What this task involves - Look through the data below. Collect every line where the word "pole" occurs.

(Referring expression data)
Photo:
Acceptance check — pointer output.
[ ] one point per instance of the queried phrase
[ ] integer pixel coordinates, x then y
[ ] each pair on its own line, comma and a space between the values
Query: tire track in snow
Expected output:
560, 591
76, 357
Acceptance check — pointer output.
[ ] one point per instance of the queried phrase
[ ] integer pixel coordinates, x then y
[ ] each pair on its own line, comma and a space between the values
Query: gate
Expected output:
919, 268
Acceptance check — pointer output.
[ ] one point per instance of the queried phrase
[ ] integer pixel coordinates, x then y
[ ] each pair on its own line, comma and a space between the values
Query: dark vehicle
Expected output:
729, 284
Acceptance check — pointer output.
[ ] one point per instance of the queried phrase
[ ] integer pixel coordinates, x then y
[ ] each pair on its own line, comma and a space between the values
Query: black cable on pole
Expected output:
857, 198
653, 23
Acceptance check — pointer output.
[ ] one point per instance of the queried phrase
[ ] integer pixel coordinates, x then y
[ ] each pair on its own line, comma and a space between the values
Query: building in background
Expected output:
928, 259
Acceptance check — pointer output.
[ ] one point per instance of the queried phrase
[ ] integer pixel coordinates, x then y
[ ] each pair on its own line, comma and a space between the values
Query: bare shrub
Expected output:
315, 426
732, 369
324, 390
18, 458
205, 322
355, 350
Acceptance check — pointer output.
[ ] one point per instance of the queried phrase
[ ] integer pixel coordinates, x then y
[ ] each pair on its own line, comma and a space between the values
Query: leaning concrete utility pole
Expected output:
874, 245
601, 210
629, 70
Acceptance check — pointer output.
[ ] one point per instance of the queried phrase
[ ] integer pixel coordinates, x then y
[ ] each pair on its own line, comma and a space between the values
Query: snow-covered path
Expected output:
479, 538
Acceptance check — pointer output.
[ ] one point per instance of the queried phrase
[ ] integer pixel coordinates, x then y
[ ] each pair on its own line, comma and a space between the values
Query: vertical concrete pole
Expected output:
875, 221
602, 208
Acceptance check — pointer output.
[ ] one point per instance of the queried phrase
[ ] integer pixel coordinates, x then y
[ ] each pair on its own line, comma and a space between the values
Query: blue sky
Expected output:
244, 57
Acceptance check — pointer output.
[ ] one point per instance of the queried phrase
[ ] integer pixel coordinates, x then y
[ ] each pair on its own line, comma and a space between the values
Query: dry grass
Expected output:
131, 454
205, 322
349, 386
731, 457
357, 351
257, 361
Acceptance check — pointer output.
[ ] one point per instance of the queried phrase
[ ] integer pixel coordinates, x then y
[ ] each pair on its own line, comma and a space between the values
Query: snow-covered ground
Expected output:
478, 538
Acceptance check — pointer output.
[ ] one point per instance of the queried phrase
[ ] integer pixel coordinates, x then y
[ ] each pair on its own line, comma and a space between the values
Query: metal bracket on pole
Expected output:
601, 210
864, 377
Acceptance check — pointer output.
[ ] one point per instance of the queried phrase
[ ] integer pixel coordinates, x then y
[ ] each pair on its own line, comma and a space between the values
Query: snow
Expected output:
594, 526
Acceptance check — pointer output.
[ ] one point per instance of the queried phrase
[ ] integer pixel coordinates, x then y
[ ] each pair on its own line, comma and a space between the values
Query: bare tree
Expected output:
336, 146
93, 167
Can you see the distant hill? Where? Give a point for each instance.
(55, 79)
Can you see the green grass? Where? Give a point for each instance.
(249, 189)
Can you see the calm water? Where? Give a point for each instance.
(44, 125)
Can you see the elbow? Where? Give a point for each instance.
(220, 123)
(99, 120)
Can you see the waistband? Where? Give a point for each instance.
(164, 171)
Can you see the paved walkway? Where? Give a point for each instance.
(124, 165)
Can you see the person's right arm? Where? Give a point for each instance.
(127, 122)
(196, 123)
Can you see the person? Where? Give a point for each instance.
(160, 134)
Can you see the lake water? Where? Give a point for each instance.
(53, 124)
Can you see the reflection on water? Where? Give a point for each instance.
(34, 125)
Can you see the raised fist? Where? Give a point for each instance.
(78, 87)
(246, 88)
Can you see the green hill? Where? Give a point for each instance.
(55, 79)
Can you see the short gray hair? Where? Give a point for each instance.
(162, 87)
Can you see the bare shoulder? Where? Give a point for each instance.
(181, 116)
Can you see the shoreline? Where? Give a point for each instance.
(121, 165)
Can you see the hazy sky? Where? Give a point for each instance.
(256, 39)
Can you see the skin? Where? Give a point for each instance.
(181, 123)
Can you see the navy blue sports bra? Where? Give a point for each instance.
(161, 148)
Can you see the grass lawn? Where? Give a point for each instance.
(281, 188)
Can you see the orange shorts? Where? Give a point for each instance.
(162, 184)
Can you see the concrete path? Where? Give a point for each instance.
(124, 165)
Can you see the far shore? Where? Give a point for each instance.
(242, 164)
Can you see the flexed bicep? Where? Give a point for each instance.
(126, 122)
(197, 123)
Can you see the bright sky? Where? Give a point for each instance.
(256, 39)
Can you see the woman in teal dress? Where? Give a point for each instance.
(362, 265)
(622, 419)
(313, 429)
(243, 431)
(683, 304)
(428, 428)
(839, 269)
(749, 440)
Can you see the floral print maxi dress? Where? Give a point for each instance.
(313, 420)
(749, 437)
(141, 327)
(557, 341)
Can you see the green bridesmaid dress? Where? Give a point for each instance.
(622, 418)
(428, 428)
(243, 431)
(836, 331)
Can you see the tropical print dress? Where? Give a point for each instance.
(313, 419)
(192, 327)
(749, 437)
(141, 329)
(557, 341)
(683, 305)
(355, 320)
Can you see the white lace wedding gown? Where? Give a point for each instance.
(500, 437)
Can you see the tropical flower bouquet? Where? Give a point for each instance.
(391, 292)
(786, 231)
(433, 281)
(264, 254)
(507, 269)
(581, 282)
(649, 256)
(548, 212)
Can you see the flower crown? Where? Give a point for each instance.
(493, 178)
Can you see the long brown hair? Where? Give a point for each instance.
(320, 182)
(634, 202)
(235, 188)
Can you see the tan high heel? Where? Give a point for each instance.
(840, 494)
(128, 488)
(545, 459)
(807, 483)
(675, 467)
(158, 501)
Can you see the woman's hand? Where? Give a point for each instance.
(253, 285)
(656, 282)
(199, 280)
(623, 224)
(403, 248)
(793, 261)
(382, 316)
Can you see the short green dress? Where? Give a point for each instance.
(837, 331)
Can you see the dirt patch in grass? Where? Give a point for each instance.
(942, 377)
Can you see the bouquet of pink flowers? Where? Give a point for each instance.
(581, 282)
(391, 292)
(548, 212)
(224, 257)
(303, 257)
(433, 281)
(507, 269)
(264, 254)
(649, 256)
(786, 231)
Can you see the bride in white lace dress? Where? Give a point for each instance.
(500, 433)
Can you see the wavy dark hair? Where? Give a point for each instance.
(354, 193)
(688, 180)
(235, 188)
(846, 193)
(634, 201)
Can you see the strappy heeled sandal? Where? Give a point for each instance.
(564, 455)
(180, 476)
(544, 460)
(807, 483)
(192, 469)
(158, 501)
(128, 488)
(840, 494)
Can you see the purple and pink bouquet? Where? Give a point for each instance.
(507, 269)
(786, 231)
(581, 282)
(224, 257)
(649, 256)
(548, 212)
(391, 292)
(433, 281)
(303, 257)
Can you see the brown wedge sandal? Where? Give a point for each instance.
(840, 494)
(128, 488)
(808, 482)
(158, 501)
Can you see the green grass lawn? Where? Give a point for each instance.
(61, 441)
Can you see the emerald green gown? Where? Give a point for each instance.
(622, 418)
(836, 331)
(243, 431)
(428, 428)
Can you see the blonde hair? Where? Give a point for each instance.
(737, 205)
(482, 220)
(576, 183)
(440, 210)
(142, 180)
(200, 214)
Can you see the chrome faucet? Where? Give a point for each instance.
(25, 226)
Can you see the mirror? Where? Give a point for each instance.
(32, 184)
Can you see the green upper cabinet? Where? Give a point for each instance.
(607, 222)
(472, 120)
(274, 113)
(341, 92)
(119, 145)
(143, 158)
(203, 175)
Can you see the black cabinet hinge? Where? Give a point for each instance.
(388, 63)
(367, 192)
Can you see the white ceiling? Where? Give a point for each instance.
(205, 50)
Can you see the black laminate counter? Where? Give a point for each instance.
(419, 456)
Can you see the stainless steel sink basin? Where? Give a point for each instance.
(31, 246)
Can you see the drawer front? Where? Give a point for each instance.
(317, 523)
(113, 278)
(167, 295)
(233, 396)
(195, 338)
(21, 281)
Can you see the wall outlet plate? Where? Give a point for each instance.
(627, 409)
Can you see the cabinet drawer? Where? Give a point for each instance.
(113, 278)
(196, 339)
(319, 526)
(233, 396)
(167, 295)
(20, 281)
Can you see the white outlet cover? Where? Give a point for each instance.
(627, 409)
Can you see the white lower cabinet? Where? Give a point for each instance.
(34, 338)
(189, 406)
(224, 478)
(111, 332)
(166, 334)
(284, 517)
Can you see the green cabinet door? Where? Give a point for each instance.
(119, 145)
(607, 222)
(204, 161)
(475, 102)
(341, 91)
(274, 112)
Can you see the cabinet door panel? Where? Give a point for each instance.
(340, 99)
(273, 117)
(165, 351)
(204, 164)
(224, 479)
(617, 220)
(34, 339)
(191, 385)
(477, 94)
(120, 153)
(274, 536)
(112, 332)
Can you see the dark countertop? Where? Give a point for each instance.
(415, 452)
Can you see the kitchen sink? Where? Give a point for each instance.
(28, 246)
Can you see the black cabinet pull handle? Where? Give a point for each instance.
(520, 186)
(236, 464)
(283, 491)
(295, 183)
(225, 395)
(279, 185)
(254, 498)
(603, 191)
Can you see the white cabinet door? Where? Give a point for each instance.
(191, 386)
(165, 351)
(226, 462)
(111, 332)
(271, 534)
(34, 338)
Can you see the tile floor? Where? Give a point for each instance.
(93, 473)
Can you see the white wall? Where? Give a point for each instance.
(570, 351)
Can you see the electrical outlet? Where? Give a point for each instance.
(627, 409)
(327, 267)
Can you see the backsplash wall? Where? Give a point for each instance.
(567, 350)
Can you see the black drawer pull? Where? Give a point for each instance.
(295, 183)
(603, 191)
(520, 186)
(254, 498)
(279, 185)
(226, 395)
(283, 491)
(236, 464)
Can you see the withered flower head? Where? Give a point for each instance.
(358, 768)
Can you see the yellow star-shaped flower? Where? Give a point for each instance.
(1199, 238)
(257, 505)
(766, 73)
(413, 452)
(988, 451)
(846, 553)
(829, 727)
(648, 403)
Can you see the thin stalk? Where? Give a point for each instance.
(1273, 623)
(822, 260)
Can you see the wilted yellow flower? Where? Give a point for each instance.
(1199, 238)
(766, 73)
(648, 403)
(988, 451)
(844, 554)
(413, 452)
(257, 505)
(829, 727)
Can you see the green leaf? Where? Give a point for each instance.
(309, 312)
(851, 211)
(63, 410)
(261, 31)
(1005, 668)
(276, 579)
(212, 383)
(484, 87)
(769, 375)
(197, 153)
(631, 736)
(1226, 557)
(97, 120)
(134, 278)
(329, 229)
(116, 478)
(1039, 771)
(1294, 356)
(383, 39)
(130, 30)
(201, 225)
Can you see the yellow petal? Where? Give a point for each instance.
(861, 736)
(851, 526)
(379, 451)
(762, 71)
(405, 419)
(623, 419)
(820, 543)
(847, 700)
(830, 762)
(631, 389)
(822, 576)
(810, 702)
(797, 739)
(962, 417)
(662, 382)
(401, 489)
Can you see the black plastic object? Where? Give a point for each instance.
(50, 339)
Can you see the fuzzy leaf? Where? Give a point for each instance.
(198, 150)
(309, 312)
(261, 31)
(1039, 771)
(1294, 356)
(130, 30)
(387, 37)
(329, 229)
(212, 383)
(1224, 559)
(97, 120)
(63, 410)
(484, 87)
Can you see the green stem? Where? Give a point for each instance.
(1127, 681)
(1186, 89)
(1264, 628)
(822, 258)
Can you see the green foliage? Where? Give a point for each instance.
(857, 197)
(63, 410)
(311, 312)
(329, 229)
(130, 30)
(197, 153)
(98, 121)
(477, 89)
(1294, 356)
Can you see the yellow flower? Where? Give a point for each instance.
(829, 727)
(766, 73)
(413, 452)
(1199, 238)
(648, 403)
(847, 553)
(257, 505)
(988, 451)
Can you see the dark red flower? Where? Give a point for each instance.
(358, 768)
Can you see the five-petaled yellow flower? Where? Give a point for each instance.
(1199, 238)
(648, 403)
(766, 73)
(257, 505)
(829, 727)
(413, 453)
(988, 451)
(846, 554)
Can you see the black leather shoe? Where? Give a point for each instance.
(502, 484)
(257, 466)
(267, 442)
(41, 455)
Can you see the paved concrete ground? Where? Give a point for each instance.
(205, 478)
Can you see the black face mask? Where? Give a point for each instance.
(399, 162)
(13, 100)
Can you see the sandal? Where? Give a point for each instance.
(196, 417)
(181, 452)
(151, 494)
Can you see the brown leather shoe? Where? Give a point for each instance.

Task solution -
Query: black cable on pole
Query: leaning concrete utility pole
Query: vertical concrete pole
Query: metal bracket on pole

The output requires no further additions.